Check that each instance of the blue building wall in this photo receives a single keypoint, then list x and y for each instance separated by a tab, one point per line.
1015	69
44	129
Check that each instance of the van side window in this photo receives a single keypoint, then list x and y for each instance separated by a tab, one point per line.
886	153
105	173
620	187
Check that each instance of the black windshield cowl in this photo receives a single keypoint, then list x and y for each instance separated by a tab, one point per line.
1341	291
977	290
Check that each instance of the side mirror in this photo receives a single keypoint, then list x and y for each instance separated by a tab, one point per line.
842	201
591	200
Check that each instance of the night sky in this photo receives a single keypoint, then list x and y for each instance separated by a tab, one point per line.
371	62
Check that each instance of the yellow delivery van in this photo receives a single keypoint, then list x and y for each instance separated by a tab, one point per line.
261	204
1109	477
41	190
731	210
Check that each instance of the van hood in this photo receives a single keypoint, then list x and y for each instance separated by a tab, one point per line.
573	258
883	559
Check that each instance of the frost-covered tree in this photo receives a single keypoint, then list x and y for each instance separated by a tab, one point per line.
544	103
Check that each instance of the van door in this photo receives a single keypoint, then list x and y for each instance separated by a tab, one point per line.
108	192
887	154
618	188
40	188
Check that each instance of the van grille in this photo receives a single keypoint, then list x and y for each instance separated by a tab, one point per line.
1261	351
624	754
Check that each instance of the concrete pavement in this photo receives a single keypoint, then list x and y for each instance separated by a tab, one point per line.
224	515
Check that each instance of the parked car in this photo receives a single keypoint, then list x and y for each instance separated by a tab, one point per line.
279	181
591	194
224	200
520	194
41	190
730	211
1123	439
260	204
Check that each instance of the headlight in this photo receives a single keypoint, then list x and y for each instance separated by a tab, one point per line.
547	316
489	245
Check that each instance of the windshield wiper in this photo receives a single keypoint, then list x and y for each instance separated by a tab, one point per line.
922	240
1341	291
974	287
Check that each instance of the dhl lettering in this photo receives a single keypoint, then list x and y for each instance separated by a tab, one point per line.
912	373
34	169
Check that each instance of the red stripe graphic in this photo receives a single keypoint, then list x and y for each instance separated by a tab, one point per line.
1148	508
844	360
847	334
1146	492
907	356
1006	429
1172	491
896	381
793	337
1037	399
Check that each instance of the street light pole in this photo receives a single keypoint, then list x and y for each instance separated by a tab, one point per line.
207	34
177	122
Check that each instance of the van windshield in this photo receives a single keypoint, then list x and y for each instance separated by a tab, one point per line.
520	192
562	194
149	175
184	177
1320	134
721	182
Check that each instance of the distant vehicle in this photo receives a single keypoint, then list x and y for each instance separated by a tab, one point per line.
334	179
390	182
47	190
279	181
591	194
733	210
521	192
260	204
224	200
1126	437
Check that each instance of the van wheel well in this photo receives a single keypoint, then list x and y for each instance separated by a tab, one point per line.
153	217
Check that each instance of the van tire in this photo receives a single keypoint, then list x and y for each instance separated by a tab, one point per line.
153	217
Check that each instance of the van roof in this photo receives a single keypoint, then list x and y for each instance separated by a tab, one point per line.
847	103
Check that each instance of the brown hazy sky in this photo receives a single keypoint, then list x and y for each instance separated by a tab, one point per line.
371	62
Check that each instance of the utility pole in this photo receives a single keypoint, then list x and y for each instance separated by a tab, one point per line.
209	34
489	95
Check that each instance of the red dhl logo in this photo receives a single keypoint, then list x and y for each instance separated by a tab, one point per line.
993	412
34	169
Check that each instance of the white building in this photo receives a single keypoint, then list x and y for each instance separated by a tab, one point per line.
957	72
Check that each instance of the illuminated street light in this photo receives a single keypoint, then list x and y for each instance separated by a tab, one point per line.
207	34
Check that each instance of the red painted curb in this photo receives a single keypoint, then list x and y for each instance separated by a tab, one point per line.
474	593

========

### Exercise aim
Rewrite everything from the line containing "Check that each instance of the illuminated" down to the end of the records, replacing "street light" with "street lamp" and leaving everything else unchanged.

### Response below
Check that each instance of the illuminated street lamp in this photo receives a single keypoint, then list x and y for each instance separated by a tab, one point per line.
207	34
Check that each instance of the red painted curb in this photo receives a single keypoint, then list x and y for each instance separated by a tab, one point per line.
474	593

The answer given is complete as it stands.